▶ [THE EXERCISE] Print the items below word for word, starting with the line that contains "Reviewer note: confirm that each instance of the guitar neck" and going on through the last line of the items.
%%
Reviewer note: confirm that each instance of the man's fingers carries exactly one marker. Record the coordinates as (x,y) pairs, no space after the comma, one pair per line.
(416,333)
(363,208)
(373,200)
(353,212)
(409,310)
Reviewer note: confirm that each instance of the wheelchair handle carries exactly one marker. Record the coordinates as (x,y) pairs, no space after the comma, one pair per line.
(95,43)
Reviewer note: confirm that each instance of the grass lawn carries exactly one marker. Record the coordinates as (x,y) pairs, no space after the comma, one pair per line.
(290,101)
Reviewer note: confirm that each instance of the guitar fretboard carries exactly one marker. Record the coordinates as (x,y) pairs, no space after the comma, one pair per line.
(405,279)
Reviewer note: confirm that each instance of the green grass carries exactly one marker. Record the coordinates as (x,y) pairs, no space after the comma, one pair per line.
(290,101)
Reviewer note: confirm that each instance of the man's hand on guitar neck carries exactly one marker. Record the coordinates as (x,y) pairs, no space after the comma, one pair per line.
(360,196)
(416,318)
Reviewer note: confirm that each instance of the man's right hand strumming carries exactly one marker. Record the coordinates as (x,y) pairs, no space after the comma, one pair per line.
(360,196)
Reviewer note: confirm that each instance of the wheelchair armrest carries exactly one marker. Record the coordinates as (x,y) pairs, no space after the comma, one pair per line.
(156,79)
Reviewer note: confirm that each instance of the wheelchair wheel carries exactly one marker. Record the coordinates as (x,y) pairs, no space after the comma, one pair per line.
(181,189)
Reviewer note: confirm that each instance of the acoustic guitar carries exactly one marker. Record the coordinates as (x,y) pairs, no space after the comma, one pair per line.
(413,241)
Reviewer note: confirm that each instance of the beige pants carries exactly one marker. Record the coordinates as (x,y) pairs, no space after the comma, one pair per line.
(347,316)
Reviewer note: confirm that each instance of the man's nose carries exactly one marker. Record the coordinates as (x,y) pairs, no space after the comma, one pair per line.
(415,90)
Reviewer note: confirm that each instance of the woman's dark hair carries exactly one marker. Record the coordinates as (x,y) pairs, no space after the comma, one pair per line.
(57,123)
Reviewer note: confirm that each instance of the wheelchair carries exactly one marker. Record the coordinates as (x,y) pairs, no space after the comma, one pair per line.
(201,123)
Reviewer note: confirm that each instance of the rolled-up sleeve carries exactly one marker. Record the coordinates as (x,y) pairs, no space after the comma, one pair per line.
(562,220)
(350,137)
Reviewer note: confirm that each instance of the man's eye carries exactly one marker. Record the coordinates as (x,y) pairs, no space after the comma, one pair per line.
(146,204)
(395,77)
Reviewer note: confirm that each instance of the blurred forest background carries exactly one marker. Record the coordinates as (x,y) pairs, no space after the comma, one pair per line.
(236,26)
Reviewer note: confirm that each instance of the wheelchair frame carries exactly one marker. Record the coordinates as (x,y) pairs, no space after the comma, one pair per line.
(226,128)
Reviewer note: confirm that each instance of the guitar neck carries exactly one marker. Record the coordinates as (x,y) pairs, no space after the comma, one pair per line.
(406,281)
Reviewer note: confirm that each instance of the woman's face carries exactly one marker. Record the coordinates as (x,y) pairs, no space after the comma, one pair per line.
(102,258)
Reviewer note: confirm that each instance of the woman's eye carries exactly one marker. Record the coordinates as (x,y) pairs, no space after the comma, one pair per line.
%%
▶ [SOLUTION TO THIS TASK]
Reviewer note: confirm that each instance of the guitar neck carries exactly one marker. Record the coordinates as (x,y) pairs, no space after the comma, one pair per line.
(406,281)
Reviewer note: confirm that each instance of the woman's face carries exactly one marker. Record the coordinates as (x,y) pairs, no space after the comma, one pair per line.
(102,258)
Reviewer note: confirm that each instance of the woman's eye carries exactly one marker. Record the coordinates as (x,y) pairs, no space after the comma, one pair per line.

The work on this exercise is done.